#### What this task involves:
Convert the entries below into a numbered list, leaving out any blank lines.

#### Stored data:
--

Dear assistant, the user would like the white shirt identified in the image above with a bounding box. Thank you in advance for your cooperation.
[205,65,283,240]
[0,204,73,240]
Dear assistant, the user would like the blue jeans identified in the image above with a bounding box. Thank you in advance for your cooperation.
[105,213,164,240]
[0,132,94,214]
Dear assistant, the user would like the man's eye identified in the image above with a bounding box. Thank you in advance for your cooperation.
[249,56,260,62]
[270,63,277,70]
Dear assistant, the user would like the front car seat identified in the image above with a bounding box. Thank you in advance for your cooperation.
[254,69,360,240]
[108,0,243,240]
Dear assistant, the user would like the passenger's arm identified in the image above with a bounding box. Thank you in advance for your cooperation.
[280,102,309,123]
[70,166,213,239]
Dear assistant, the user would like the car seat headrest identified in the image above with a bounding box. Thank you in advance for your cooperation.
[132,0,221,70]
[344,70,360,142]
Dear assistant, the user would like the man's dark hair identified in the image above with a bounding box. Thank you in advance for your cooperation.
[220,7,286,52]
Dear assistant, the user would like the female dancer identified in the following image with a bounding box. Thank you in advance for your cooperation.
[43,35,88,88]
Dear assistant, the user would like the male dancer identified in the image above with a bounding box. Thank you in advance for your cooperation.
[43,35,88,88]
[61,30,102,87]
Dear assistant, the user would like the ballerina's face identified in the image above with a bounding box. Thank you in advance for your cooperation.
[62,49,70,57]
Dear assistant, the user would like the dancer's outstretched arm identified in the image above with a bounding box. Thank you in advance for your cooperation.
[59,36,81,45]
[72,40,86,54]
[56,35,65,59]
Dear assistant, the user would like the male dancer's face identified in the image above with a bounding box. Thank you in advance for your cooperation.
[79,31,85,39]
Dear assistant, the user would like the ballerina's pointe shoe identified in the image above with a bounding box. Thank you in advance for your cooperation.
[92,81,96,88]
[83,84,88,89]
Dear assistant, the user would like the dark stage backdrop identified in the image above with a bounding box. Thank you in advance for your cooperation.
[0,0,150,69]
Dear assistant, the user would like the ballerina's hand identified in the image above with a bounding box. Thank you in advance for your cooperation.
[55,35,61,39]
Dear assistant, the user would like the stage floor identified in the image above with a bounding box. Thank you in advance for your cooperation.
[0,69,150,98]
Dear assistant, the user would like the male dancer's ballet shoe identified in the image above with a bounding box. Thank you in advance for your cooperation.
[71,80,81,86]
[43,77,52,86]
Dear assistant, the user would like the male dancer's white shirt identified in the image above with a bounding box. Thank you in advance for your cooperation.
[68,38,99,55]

--

#### Problem solution:
1. Dear assistant, the user would like the white shirt identified in the image above with a bounding box. Thank you in advance for your cooperation.
2. [205,65,283,240]
3. [0,204,73,240]
4. Dear assistant, the user would like the blue jeans identified in the image above with a bounding box. Thank you in advance for your cooperation.
5. [105,213,164,240]
6. [0,132,94,214]
7. Dear assistant, the user would like the man's eye identified in the image above with a bounding box. Thank you in advance for your cooperation.
8. [249,56,260,62]
9. [270,63,277,70]
10. Dear assistant, the user would like the front car seat identified in the image above with a bounding box. Thank you in advance for your cooperation.
11. [254,69,360,240]
12. [108,0,243,240]
13. Dear assistant, the user would like the passenger's arm identified in the image above with a bounding box. Thank you in advance for your cooperation.
14. [280,102,309,123]
15. [70,166,213,239]
16. Dear assistant, the user would like the car seat headrest identified in the image above with a bounding box. Thank you in advance for your cooperation.
17. [132,0,221,70]
18. [344,70,360,142]
19. Dear assistant, the user would like the man's dark hair identified in the image above with a bounding box. Thank you in advance for your cooperation.
20. [220,7,286,52]
21. Dear assistant, the user would like the female dancer identified in the following image with a bounding box. Thank you in advance for your cooperation.
22. [43,35,88,88]
23. Dear assistant, the user would like the male dancer identified in the image above with a bounding box. Thank you in advance for your cooperation.
24. [43,35,88,88]
25. [61,30,102,87]
26. Dear assistant, the user would like the ballerina's face identified in the image above with a bounding box. Thank you in advance for your cooperation.
27. [62,49,70,57]
28. Dear assistant, the user would like the dancer's outstretched arm identified in the image above with a bounding box. Thank you in advance for your cooperation.
29. [59,36,81,45]
30. [72,40,86,54]
31. [56,35,65,59]
32. Dear assistant, the user would like the male dancer's face identified in the image above with a bounding box. Thank you in advance for your cooperation.
33. [79,31,85,39]
34. Dear assistant, the user would like the ballerina's pointe shoe identified in the image above with a bounding box. Thank you in advance for your cooperation.
35. [92,81,96,88]
36. [83,84,88,89]
37. Dear assistant, the user would like the dark stage backdrop identified in the image above with a bounding box. Thank you in advance for your cooperation.
38. [0,0,150,69]
39. Dear assistant, the user would like the ballerina's hand identified in the image above with a bounding box. Thank you in advance for your cooperation.
40. [55,35,61,39]
41. Dear assistant, the user would like the stage floor identified in the image above with a bounding box. Thank you in advance for your cooperation.
42. [0,69,150,98]
43. Dear assistant, the user would like the male dancer's ballet shoe identified in the image above with a bounding box. Thank you in advance for your cooperation.
44. [71,80,81,86]
45. [43,77,52,86]
46. Dear assistant, the user would like the male dancer's white shirt identified in the image above with a bounding box. Thank you in advance for your cooperation.
47. [68,38,99,55]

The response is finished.